* Given task 1 *
Answer these questions using the article below on Cummings's stage 7 win, one answer per line, marked like the questions:
(a) Which teammate went into the breakaway with Cummings on stage 7?
(b) How long was stage 7, and between which two places was it raced?
(c) How old is Cummings, according to the article?
++++++++++++++++++++
Stephen Cummings (Dimension Data) wins stage 7 at Criterium du Dauphine
(Image credit: Courtesy of Polartec-Kometa)

In a new feature, the Cyclingnews team pick their rider of the day from the Criterium du Dauphine. Steve Cummings is the stage 7 pick, and we will be selecting a rider after each stage.

In 2016, Steve Cummings has made a habit of highlighting a particular stage in the three WorldTour races he's started, Tirreno-Adriatico, Vuelta Ciclista al Pais Vasco and now the Criterium du Dauphine, and pulling off a win from the breakaway. The Englishman's run can be traced back to his stage 14 Tour de France victory over Thibaut Pinot and Romain Bardet which appears to have given him a new found confidence and self-belief to add to his classy and intelligent riding style.

On stage 7, Cummings made his way into the 20-rider strong breakaway along with teammate Daniel Teklehaimanot, who successfully acquired the necessary points for the KOM classification, early in the 151km stage from Le-Pont-de-Claix to Superdévoluy. With Teklehaimanot's jersey secured for the second year running on the Côte de Saint-Laurent-du-Cros, Cummings decided to go it alone with over 50km remaining of the stage. Cummings found himself riding into a headwind on the Col de Moissière before a fast descent off the back of the category one climb that took him back towards the north, crossing the D14 which took the peloton south, before his ascent of the Col du Noyer.

While Cummings had several minutes advantage over the chasing peloton that included several riders looking to move up the overall standings, the 35-year-old's lead started to disappear on the 7.5km Col du Noyer with the battle for overall honours heating up behind but he remained calm to continue riding at his own tempo and had four minutes over the chasers.

The lead dipped down to just over three minutes on the Noyer descent but Cummings continued to focus on his race with little care for the GC antics behind, riding the finale like a pursuit into Superdévoluy with plenty of time to smile for the cameras and offer a modest victory celebration.

"It's getting harder and harder to win but I felt I had to try to force something. This is the day I picked out before race. I was just thinking that going in the break was good training for the Tour de France but I also knew that there wouldn't be many riders left and that the favourites would watch each other," Cummings explained post-stage.

Zeb Woodpower says: Since Cummings outwitted Bardet and Pinot atop the Mende airfield last year, he's strike ratet when it comes to winning from the breakaway can only be applauded. In the road stages since that Cummings has finished inside the top-ten, they've all been victories. In 2016, Cummings has won in Tirreno with a late attack inside the final three kilometres of stage 4 to catch the peloton off-guard, repeated the trick with just one kilometre left in stage 3 of Pais Vasco but it's his Dauphine win that really showcased his full ability. 

Cummings identified the stage as one in which the GC men would be occupied by marking each other and riders in the breakaway would begin to suffer 'after the climb'. Considering his run of results, you could only sit back and enjoy the show of a rider who dares to take the race on with such panache and has a pedal stroke to die for. The next challenge for Cummings is repeating his Tour stage win where the peloton might be a little more hesitant in letting him go in a breakaway.
++++++++++++++++++++
* Given task 2 *
Edit the stretch of rows from the first row below through the row containing "[(445, 429)]" by replacing "reflection in water" with "water reflection" wherever it occurs, leaving everything else unchanged, and give back only those rows.
++++++++++++++++++++
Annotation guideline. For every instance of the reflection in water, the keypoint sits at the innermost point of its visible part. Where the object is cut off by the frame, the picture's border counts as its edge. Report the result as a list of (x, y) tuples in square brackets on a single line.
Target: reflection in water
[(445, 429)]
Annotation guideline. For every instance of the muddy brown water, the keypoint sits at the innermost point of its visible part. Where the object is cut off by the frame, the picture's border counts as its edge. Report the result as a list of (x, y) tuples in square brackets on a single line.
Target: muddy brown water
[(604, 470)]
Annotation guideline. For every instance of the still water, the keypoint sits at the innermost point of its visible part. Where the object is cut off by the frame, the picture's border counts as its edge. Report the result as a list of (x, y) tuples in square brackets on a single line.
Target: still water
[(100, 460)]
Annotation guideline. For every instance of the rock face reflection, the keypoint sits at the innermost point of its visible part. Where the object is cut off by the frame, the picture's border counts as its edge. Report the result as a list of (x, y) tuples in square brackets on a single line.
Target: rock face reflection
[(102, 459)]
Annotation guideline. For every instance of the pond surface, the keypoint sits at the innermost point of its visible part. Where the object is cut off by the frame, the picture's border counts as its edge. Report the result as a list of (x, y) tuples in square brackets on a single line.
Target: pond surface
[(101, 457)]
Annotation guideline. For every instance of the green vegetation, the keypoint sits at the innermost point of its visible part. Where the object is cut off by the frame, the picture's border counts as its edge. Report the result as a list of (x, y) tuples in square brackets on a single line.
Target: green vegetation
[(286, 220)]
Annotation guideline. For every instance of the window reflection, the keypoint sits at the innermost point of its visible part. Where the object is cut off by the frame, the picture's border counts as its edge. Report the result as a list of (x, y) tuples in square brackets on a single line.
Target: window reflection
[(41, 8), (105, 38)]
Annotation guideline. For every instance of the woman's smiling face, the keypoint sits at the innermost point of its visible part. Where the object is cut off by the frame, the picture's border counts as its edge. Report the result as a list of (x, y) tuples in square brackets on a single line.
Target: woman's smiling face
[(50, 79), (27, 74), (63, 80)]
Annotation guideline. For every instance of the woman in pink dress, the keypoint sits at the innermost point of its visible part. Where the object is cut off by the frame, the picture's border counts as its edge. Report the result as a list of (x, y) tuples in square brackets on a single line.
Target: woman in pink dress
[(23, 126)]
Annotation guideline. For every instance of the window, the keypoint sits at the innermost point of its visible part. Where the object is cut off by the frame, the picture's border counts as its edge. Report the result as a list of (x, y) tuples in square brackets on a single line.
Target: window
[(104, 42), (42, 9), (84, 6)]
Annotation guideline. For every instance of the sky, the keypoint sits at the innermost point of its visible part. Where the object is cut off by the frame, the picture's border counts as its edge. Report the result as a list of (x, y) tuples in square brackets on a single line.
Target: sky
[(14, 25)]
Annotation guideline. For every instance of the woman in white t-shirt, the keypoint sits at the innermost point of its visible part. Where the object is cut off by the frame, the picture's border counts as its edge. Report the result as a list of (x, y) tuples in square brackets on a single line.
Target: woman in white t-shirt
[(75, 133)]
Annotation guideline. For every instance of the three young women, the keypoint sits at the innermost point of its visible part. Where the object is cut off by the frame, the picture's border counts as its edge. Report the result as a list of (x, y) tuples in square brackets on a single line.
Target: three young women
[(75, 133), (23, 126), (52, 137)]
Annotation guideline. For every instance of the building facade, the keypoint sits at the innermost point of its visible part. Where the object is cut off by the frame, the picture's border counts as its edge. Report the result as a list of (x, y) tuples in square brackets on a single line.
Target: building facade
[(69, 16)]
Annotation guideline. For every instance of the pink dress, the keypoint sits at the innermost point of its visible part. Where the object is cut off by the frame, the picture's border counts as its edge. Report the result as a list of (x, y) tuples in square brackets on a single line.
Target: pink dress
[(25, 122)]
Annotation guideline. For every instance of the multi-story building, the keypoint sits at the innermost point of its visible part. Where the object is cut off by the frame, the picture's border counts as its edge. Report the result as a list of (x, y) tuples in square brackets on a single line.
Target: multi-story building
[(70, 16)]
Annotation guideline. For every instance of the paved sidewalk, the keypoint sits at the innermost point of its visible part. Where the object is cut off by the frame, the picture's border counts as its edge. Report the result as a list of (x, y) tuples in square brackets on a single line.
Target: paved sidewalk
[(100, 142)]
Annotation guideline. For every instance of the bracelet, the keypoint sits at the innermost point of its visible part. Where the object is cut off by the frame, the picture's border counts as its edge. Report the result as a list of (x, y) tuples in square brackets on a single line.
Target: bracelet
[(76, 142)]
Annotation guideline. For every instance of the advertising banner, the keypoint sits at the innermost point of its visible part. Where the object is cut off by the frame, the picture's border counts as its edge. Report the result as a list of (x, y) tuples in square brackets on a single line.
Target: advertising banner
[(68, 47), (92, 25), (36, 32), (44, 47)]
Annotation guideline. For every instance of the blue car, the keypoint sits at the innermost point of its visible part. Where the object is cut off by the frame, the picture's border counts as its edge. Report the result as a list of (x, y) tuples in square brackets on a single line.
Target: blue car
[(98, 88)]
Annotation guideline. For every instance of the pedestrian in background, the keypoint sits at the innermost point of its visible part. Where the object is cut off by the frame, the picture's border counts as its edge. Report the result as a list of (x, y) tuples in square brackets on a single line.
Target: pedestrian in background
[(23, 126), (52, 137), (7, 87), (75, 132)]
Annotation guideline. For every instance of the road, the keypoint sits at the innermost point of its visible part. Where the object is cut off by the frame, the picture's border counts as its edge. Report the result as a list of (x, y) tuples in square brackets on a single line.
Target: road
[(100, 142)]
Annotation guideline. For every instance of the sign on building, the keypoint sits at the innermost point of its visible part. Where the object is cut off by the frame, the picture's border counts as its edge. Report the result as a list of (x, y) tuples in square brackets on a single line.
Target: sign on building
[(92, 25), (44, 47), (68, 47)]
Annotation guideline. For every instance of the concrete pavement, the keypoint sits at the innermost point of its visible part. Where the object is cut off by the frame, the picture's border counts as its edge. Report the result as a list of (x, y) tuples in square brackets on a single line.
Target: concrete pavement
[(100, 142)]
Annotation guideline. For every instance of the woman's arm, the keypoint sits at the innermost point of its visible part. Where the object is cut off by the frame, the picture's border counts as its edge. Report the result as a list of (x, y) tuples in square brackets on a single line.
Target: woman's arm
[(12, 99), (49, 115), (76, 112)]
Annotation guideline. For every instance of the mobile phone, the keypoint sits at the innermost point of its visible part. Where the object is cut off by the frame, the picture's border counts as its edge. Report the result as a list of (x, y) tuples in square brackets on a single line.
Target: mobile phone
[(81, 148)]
++++++++++++++++++++
* Worked solution 1 *
(a) Daniel Teklehaimanot
(b) 151km, from Le-Pont-de-Claix to Superdévoluy
(c) 35

* Worked solution 2 *
Annotation guideline. For every instance of the water reflection, the keypoint sits at the innermost point of its visible part. Where the object is cut off by the frame, the picture's border counts as its edge. Report the result as a list of (x, y) tuples in square brackets on a single line.
Target: water reflection
[(445, 429)]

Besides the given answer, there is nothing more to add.